#### Recorded information:

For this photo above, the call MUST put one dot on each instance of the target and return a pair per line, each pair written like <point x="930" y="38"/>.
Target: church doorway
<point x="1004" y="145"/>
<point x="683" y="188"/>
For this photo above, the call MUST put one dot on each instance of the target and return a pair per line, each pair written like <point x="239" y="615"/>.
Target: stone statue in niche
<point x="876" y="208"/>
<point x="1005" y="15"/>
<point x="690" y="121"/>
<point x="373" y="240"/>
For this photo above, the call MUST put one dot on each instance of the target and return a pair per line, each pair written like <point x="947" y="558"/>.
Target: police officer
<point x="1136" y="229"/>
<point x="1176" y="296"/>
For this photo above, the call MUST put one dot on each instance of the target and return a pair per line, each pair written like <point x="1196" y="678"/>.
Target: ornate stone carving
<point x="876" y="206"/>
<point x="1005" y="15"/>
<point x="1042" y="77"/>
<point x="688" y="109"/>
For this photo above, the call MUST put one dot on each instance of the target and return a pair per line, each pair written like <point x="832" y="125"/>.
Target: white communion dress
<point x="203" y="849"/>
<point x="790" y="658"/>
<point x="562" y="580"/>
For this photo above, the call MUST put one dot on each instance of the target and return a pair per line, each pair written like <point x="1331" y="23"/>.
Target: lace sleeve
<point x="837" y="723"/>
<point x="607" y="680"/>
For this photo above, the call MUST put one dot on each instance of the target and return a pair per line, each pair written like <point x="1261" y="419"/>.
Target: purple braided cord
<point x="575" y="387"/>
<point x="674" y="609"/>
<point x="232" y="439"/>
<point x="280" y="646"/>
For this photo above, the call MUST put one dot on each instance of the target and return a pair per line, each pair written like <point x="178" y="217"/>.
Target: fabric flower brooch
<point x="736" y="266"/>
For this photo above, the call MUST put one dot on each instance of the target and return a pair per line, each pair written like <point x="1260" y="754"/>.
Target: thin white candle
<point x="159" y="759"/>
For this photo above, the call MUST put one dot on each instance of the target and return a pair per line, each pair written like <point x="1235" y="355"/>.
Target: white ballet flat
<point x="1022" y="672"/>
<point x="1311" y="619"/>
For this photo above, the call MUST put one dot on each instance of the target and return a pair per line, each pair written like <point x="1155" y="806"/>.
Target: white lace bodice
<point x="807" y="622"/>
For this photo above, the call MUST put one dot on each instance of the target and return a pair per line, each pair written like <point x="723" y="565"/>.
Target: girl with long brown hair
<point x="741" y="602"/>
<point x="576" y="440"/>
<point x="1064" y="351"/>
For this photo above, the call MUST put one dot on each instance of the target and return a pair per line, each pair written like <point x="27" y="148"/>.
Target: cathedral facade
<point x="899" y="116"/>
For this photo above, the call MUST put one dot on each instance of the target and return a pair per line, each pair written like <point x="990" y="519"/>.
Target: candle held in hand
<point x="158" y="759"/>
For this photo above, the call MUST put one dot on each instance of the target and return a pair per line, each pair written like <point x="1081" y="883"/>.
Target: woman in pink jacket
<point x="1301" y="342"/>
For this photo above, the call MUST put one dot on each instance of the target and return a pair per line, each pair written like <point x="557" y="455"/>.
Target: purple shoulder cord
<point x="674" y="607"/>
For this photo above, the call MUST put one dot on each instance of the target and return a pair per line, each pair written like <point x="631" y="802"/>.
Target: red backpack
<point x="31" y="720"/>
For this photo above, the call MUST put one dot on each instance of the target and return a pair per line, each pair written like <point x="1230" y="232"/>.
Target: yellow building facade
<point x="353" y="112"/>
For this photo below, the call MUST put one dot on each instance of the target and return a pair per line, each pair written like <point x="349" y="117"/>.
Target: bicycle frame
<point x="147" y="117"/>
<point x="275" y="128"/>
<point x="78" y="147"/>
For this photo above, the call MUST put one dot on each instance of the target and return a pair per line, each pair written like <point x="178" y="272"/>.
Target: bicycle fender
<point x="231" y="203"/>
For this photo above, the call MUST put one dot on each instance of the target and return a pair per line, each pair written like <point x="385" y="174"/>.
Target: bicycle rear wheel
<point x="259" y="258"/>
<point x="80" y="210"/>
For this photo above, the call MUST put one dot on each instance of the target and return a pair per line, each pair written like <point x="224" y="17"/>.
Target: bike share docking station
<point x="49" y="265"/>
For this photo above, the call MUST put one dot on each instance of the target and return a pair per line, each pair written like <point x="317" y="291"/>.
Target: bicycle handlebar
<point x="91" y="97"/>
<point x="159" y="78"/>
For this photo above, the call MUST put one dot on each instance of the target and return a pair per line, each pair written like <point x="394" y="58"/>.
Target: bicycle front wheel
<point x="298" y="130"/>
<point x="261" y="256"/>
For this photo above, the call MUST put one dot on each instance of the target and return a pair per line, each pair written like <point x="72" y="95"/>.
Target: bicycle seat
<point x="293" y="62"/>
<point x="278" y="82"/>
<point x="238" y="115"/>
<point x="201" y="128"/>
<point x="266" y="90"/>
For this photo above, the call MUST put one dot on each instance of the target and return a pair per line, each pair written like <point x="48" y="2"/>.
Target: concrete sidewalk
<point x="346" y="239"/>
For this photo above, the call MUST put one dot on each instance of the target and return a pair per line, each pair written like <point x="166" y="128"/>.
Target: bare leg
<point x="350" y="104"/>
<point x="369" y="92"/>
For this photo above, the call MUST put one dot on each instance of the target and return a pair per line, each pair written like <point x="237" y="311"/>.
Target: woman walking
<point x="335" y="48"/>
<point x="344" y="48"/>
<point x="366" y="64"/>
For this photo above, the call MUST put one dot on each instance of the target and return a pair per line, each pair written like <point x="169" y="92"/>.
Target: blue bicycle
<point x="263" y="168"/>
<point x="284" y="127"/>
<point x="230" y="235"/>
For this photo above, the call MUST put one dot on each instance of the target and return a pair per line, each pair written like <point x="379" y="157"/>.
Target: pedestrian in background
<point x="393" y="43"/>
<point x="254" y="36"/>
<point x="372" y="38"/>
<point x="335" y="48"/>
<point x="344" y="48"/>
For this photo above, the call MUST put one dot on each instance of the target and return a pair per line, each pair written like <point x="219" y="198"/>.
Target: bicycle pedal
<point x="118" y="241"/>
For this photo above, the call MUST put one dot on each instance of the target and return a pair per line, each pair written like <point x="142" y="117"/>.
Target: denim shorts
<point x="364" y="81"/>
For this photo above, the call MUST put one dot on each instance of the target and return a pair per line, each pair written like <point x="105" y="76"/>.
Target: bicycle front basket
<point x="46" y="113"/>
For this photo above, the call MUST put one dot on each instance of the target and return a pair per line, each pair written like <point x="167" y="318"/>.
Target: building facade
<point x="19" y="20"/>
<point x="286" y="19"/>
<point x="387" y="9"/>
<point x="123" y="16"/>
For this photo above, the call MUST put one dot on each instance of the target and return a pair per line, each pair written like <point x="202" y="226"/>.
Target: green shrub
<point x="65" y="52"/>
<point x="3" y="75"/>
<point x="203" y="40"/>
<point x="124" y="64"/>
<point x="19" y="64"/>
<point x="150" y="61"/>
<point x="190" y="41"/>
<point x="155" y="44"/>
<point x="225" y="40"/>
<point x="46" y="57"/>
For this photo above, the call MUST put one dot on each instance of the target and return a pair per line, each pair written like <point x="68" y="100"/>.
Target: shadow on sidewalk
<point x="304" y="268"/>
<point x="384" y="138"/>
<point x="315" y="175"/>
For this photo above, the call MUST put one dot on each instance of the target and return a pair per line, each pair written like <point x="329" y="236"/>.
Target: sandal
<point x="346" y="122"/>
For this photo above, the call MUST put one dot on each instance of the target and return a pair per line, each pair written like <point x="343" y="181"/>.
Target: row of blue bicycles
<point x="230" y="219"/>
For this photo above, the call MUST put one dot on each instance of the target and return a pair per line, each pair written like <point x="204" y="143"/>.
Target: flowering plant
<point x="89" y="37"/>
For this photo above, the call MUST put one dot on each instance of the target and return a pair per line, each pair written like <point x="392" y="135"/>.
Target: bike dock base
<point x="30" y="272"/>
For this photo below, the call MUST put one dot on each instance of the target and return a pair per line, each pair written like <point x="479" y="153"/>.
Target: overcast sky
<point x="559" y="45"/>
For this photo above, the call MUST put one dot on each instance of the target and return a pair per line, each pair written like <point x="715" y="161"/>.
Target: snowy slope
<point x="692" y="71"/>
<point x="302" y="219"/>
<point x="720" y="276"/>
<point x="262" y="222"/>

#### Directions:
Throughout the data above, copy all lines where the word "below" is found.

#### Finished exercise:
For this photo below, the call MUST put one dot on each instance of the target and return a pair per line, each pair written like <point x="349" y="117"/>.
For this photo below, the call MUST put one dot on each instance of the target and return a pair per line, each pair written like <point x="479" y="153"/>.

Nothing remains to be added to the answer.